Exercise description :: Reproduce all of the material word for word.

--- Material to process ---

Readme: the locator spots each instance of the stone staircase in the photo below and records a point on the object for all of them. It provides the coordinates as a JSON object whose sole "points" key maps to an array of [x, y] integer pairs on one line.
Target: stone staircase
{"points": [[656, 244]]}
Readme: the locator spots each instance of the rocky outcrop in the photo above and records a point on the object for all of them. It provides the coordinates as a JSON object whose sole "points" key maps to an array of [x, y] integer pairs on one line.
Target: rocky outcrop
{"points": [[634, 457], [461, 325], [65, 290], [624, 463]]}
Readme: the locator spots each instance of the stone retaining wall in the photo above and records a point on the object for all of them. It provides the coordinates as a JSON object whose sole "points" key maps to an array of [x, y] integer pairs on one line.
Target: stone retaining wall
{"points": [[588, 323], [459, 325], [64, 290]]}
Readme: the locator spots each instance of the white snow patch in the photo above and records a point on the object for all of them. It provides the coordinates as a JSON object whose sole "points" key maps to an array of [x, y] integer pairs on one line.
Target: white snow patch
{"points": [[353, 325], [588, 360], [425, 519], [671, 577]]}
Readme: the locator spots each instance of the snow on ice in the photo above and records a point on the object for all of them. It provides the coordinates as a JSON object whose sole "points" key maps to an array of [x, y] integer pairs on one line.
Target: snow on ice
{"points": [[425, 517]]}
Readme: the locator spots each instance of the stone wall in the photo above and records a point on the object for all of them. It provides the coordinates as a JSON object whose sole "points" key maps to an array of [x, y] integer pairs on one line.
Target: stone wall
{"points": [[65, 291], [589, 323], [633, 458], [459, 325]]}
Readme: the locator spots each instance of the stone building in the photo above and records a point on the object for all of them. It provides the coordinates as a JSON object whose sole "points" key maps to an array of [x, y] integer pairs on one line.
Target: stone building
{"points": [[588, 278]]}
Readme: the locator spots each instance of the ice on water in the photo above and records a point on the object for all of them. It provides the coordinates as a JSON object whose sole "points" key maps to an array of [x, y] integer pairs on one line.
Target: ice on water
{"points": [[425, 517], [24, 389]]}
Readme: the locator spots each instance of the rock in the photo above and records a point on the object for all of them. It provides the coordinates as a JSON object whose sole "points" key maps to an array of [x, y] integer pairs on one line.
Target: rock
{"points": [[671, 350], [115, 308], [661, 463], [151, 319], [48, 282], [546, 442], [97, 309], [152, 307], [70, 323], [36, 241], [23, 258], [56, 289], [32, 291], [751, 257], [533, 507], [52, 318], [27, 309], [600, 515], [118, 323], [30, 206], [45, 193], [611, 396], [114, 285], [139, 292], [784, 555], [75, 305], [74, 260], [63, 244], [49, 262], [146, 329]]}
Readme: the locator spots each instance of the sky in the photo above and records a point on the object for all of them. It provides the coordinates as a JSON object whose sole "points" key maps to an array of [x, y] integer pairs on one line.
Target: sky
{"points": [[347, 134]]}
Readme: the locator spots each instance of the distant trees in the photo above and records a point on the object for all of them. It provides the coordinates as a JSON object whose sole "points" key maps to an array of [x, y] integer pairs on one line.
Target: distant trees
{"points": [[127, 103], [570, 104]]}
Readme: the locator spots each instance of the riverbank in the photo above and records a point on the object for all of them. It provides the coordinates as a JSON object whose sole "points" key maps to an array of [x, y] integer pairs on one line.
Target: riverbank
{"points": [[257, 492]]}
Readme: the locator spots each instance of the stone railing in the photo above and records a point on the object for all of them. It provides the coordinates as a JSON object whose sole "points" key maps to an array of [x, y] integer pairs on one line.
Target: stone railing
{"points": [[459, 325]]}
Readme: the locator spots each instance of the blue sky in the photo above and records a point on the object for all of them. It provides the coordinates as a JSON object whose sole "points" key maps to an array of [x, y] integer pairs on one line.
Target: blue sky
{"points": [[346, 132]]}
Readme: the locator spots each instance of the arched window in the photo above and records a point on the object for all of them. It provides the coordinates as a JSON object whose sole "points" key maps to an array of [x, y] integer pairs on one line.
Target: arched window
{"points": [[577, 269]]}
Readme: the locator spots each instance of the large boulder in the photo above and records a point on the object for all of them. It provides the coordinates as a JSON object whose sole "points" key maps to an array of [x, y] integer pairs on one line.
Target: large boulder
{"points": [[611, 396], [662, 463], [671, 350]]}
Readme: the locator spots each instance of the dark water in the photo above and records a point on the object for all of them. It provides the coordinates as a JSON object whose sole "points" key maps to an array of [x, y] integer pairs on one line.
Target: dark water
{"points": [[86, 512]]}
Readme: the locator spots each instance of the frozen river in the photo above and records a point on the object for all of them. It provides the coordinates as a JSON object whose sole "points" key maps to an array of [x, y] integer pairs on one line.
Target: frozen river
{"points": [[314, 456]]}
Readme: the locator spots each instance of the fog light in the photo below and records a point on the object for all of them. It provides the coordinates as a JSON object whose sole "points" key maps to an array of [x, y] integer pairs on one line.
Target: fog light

---

Answer to the task ::
Readme: the locator spots each instance of the stone staircase in the photo below and records a point on the object for all of them. It provides the coordinates as a JSON object whose sole "points" key maps to an array of [x, y] integer pairs on one line.
Target: stone staircase
{"points": [[656, 244]]}
Readme: the locator spots each instance of the rocky outcrop in the photo above and records a point on the object for all of them. It provides the coordinates as a JSON object whose sole "points" key maps to an array of [x, y] integer pairs on one line.
Target: rocky outcrop
{"points": [[634, 457], [461, 325], [65, 290], [624, 463]]}
Readme: the locator spots each instance of the stone retaining wall in the photo above and records a point on the object for all of them. It provides the coordinates as a JSON object whose sole "points" key maps to an array of [x, y] integer pairs on one line.
Target: stone retaining wall
{"points": [[588, 323], [459, 325], [64, 290]]}
Readme: the locator spots each instance of the white snow patch in the photo above and records a point on the object for all of them. It provides the coordinates as a JSON object whose sole "points" key maps to an array of [x, y] integer pairs on one line.
Target: white snow patch
{"points": [[353, 325], [588, 360], [425, 519], [671, 577]]}
Readme: the locator spots each instance of the snow on ice in the photo above and records a point on the object for all of them. It provides the coordinates as a JSON object whose sole "points" key maps to an array of [x, y] integer pairs on one line.
Target: snow on ice
{"points": [[425, 517]]}
Readme: the locator spots each instance of the stone wall in the photo above and records a point on the object for all of them. It provides the coordinates as a JSON object whose sole "points" key maps to an array of [x, y] integer pairs on one line.
Target: stone wall
{"points": [[65, 291], [589, 323], [633, 458], [459, 325]]}
Readme: the locator spots each instance of the stone building in the photo above and records a point on the object for all of them. It provides the coordinates as a JSON object whose sole "points" key maps to an array of [x, y] integer pairs on one line.
Target: stone building
{"points": [[588, 278]]}
Readme: the locator spots each instance of the ice on water in the photo above and records a point on the object for all of them. It provides the coordinates as a JSON object whose sole "points" key maps to an array of [x, y] integer pairs on one line.
Target: ice on water
{"points": [[425, 517], [24, 389]]}
Readme: the locator spots each instance of the rock in the photo above and records a point on the object for all of them. It provides the coordinates as a JSON object whose sole "points" key maps to an array of [x, y] integer pairs on one line.
Target: rock
{"points": [[671, 350], [115, 308], [661, 463], [151, 319], [48, 282], [546, 442], [97, 309], [152, 307], [70, 323], [36, 241], [23, 258], [56, 289], [32, 291], [751, 257], [533, 507], [52, 318], [27, 309], [600, 515], [118, 323], [30, 206], [45, 193], [611, 396], [114, 285], [139, 292], [784, 555], [75, 305], [74, 260], [63, 244], [49, 262], [146, 329]]}
Readme: the locator spots each instance of the sky in the photo above and records a point on the object for all of them. It provides the coordinates as a JSON object whose sole "points" key maps to an array of [x, y] integer pairs on one line.
Target: sky
{"points": [[347, 134]]}
Readme: the locator spots each instance of the distant trees in the photo above and records a point on the object for all of them. It provides the coordinates as a JSON object whose sole "points" key maps to an array of [x, y] integer pairs on one line.
Target: distant trees
{"points": [[127, 103], [570, 104]]}
Readme: the locator spots each instance of the riverbank in the photo above and records a point on the object for all of them. It provides the coordinates as a JSON object whose sole "points" key maps to an array of [x, y] integer pairs on one line.
Target: riverbank
{"points": [[257, 492]]}
Readme: the locator spots each instance of the stone railing in the photo above and records a point on the object for all of them. It provides the coordinates as a JSON object whose sole "points" key maps to an array of [x, y] integer pairs on one line.
Target: stone railing
{"points": [[459, 325]]}
Readme: the locator spots each instance of the blue sky in the photo above and records a point on the object for all of them. It provides the coordinates as a JSON object whose sole "points" key maps to an array of [x, y] integer pairs on one line.
Target: blue sky
{"points": [[346, 132]]}
Readme: the locator spots each instance of the arched window in the photo above and records a point on the object for all of them. It provides the coordinates as a JSON object whose sole "points" key maps to an array of [x, y] integer pairs on one line.
Target: arched window
{"points": [[577, 269]]}
Readme: the locator spots each instance of the large boulder in the photo above and records a point on the object for all of them. It provides the coordinates as a JSON object whose sole "points" key maps to an array of [x, y] integer pairs on one line.
Target: large boulder
{"points": [[611, 396], [662, 463], [671, 350]]}
Readme: the locator spots each instance of the dark water in the photo above and records a point on the object for all of them. It provides the coordinates as a JSON object whose sole "points" key maps to an array of [x, y] integer pairs on one line.
Target: dark water
{"points": [[86, 512]]}
Readme: the locator spots each instance of the frozen river in the photo above and records a point on the object for all of them. It provides the coordinates as a JSON object whose sole "points" key maps to an array of [x, y] integer pairs on one line.
Target: frozen river
{"points": [[314, 456]]}
Readme: the locator spots each instance of the fog light in the photo below and records a point on the object for all of them. It provides the coordinates as a JSON object whose sole "points" key maps to an array of [x, y] integer pairs on one line.
Target: fog light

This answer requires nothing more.